What is being asked: Reproduce every entry word for word.

Records to use:
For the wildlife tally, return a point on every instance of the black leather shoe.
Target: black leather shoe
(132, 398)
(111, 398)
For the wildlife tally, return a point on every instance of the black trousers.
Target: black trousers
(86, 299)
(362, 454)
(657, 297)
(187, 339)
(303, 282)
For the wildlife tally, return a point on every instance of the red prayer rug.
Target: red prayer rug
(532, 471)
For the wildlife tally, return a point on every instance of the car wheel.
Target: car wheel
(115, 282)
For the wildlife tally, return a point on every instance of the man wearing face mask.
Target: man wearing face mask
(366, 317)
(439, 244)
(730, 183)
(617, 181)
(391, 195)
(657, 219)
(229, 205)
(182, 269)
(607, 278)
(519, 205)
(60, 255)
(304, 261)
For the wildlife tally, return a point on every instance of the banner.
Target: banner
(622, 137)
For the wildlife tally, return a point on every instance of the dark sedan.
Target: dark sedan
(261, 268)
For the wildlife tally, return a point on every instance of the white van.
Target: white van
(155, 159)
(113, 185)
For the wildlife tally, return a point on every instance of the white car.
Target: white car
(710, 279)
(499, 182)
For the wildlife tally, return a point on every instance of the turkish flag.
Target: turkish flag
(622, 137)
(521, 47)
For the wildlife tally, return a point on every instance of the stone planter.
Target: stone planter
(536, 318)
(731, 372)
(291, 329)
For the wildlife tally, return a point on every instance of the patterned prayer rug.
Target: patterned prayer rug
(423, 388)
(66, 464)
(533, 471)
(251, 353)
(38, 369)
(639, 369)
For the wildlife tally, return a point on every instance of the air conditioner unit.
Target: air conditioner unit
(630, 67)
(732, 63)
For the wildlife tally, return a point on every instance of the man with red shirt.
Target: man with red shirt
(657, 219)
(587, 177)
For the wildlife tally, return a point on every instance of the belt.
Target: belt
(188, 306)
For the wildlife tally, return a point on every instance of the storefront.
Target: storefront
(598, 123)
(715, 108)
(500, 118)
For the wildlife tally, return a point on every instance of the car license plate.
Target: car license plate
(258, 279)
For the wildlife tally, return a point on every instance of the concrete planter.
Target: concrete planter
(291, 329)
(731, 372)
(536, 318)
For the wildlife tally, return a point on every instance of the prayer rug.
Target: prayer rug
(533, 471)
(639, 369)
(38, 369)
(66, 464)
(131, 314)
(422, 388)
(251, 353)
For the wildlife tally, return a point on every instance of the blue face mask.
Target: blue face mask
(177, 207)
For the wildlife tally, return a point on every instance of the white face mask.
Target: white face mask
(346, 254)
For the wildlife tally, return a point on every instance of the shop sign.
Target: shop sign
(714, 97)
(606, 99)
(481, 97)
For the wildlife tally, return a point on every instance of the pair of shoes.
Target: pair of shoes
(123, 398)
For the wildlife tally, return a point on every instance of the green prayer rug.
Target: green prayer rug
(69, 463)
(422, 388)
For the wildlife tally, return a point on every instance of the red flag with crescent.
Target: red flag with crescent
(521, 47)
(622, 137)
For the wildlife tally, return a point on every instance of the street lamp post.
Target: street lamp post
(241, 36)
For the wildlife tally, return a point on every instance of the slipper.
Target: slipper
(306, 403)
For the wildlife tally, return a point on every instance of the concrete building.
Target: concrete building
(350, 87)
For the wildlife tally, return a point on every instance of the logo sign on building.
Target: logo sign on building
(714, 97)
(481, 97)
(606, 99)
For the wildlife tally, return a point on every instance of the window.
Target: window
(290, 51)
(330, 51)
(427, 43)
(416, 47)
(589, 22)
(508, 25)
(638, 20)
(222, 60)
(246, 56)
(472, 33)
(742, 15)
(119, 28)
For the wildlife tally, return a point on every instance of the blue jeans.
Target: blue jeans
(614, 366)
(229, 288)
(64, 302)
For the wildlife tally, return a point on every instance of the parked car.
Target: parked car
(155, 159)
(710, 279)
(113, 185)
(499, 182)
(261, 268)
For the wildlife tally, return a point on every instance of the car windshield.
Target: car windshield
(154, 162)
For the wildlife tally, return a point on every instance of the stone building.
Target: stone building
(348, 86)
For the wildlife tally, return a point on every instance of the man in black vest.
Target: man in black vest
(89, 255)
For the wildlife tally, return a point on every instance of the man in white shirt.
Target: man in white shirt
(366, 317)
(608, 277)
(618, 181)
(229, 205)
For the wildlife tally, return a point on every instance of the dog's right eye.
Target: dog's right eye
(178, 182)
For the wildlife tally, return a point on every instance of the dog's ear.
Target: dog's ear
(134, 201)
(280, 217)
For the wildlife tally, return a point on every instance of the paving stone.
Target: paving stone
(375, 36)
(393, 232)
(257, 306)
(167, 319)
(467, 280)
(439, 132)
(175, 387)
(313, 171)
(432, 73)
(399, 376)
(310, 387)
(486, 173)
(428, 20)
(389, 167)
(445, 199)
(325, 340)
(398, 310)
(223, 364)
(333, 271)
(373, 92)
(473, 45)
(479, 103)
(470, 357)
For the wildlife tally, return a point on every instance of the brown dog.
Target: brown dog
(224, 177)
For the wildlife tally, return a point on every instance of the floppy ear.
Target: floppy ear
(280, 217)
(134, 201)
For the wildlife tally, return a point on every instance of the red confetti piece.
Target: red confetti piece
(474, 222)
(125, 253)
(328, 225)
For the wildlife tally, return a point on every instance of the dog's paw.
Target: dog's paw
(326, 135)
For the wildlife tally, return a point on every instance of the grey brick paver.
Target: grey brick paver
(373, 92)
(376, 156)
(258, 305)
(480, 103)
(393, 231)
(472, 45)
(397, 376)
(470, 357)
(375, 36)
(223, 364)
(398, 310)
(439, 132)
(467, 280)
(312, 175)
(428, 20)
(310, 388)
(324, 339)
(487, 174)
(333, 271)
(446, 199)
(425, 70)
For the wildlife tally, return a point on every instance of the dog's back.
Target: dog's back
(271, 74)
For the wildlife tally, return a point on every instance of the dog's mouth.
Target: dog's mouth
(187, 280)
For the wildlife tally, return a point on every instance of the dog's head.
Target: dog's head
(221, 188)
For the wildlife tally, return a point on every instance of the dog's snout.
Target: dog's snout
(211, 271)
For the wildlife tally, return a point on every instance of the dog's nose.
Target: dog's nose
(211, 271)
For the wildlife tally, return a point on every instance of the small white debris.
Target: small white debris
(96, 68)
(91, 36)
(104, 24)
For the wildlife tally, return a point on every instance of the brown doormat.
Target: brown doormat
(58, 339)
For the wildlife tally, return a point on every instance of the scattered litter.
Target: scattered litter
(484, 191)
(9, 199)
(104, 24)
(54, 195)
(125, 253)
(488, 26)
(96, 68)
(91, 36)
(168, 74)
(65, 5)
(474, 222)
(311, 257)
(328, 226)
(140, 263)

Answer below:
For the wildlife tally, return a point on every instance of the black leather shoe.
Target: black leather shoe
(132, 398)
(111, 398)
For the wildlife tally, return a point on every instance of the black trousers.
Target: black trousers
(86, 299)
(362, 454)
(657, 297)
(187, 339)
(303, 282)
For the wildlife tally, return a point on every instance of the red prayer rug.
Target: red prayer rug
(532, 471)
For the wildlife tally, return a point on every instance of the car wheel.
Target: car wheel
(115, 282)
For the wildlife tally, return a point on every instance of the man wearing face mask.
Target: man wearing face mask
(366, 317)
(439, 244)
(730, 183)
(617, 181)
(391, 195)
(657, 219)
(229, 205)
(182, 269)
(607, 278)
(519, 205)
(60, 255)
(304, 261)
For the wildlife tally, return a point on every instance of the banner.
Target: banner
(622, 137)
For the wildlife tally, return a point on every instance of the dark sedan.
Target: dark sedan
(261, 268)
For the wildlife tally, return a point on every instance of the white van.
Target: white van
(155, 159)
(113, 185)
For the wildlife tally, return a point on every instance of the white car.
Target: white car
(710, 279)
(499, 182)
For the wildlife tally, return a point on every instance of the turkish flag.
Target: turkish flag
(622, 137)
(521, 47)
For the wildlife tally, return a point on every instance of the stone planter.
Target: stone planter
(536, 318)
(731, 372)
(291, 329)
For the wildlife tally, return a point on every instance of the patterned prayer rug.
Target: patterned prayer rug
(423, 388)
(66, 464)
(533, 471)
(251, 353)
(38, 369)
(639, 369)
For the wildlife tally, return a point on every instance of the air conditioner unit.
Target: air conditioner unit
(630, 67)
(732, 63)
For the wildlife tally, return a point on every instance of the man with red shirt.
Target: man with red shirt
(657, 219)
(587, 177)
For the wildlife tally, return a point on every instance of the belt.
Target: belt
(188, 306)
For the wildlife tally, return a point on every instance of the storefront.
Target: storefront
(598, 123)
(715, 108)
(500, 118)
For the wildlife tally, return a point on every instance of the car license plate.
Target: car license plate
(258, 279)
For the wildlife tally, return a point on every instance of the concrete planter.
Target: concrete planter
(291, 329)
(731, 372)
(536, 318)
For the wildlife tally, return a point on every instance of the prayer rug.
Target: prayer rug
(533, 471)
(639, 369)
(38, 369)
(66, 464)
(131, 314)
(422, 388)
(251, 353)
For the wildlife tally, return a point on every instance of the blue face mask.
Target: blue face mask
(177, 207)
For the wildlife tally, return a point on every instance of the white face mask.
Target: white face mask
(346, 254)
For the wildlife tally, return a point on every instance of the shop sign.
Target: shop sign
(714, 97)
(606, 99)
(481, 97)
For the wildlife tally, return a point on every instance of the pair of shoes.
Target: pair of shoes
(123, 398)
For the wildlife tally, return a point on every instance of the green prayer rug.
Target: green prayer rug
(69, 463)
(422, 388)
For the wildlife tally, return a point on every instance of the red flag with crescent.
Target: red flag with crescent
(521, 47)
(622, 137)
For the wildlife tally, return a point on every instance of the street lamp post.
Target: street lamp post
(241, 36)
For the wildlife tally, return a point on every instance of the slipper.
Target: slipper
(306, 403)
For the wildlife tally, return a point on every instance of the concrete building.
Target: concrete building
(350, 87)
For the wildlife tally, return a point on every instance of the logo sign on building.
Target: logo sign on building
(714, 97)
(481, 97)
(606, 99)
For the wildlife tally, return a point on every instance of the window.
Target: window
(290, 51)
(330, 51)
(427, 43)
(416, 47)
(589, 22)
(508, 25)
(638, 20)
(222, 60)
(246, 56)
(472, 33)
(742, 15)
(119, 28)
For the wildlife tally, return a point on every instance of the blue jeans.
Target: blue jeans
(614, 366)
(229, 288)
(64, 302)
For the wildlife tally, return a point on every instance of the parked car.
Target: parked car
(155, 159)
(710, 279)
(113, 185)
(499, 182)
(261, 268)
For the wildlife tally, return a point on every instance of the car windshield.
Target: car windshield
(154, 162)
For the wildlife tally, return a point on every instance of the stone building.
Target: stone building
(348, 86)
For the wildlife tally, return a point on every instance of the man in black vest.
Target: man in black vest
(89, 255)
For the wildlife tally, return a point on every instance of the man in white shirt.
Target: man in white shirt
(366, 317)
(608, 277)
(618, 181)
(229, 205)
For the wildlife tally, return a point on every instance of the dog's right eye.
Target: dog's right eye
(178, 182)
For the wildlife tally, return a point on every instance of the dog's ear.
Target: dog's ear
(134, 201)
(280, 217)
For the wildlife tally, return a point on every instance of the paving stone.
Target: paving stone
(375, 36)
(393, 232)
(257, 306)
(167, 319)
(467, 280)
(439, 132)
(175, 387)
(313, 171)
(432, 73)
(399, 376)
(310, 387)
(486, 173)
(428, 20)
(389, 167)
(445, 199)
(325, 340)
(398, 310)
(223, 364)
(333, 271)
(373, 92)
(473, 45)
(479, 103)
(470, 357)
For the wildlife tally, return a point on every instance of the brown dog.
Target: brown dog
(224, 177)
For the wildlife tally, return a point on every instance of the floppy ear.
Target: floppy ear
(280, 217)
(134, 201)
For the wildlife tally, return a point on every instance of the red confetti piece.
Target: red confetti piece
(474, 222)
(125, 253)
(328, 225)
For the wildlife tally, return a point on every instance of the dog's paw.
Target: dog's paw
(326, 135)
For the wildlife tally, return a point on every instance of the grey brick paver.
Target: grey brick paver
(373, 92)
(376, 156)
(258, 305)
(480, 103)
(393, 231)
(472, 45)
(397, 376)
(470, 357)
(375, 36)
(223, 364)
(398, 310)
(439, 132)
(467, 280)
(312, 175)
(428, 20)
(310, 388)
(324, 339)
(487, 174)
(333, 271)
(446, 199)
(425, 70)
For the wildlife tally, return a point on every instance of the dog's back.
Target: dog's back
(271, 74)
For the wildlife tally, return a point on every instance of the dog's mouth.
Target: dog's mouth
(187, 280)
For the wildlife tally, return a point on every instance of the dog's head.
Target: dog's head
(221, 188)
For the wildlife tally, return a point on every instance of the dog's snout.
Target: dog's snout
(211, 271)
For the wildlife tally, return a point on every instance of the dog's nose.
Target: dog's nose
(211, 271)
For the wildlife tally, return a point on every instance of the small white debris.
Target: small white debris
(96, 68)
(91, 36)
(104, 24)
For the wildlife tally, return a point on every instance of the brown doormat.
Target: brown doormat
(58, 339)
For the wildlife tally, return a point on every instance of the scattered litter.
Target: scattered litter
(484, 191)
(9, 199)
(104, 24)
(54, 195)
(125, 253)
(488, 26)
(96, 68)
(91, 36)
(168, 74)
(65, 5)
(474, 222)
(311, 257)
(328, 226)
(140, 263)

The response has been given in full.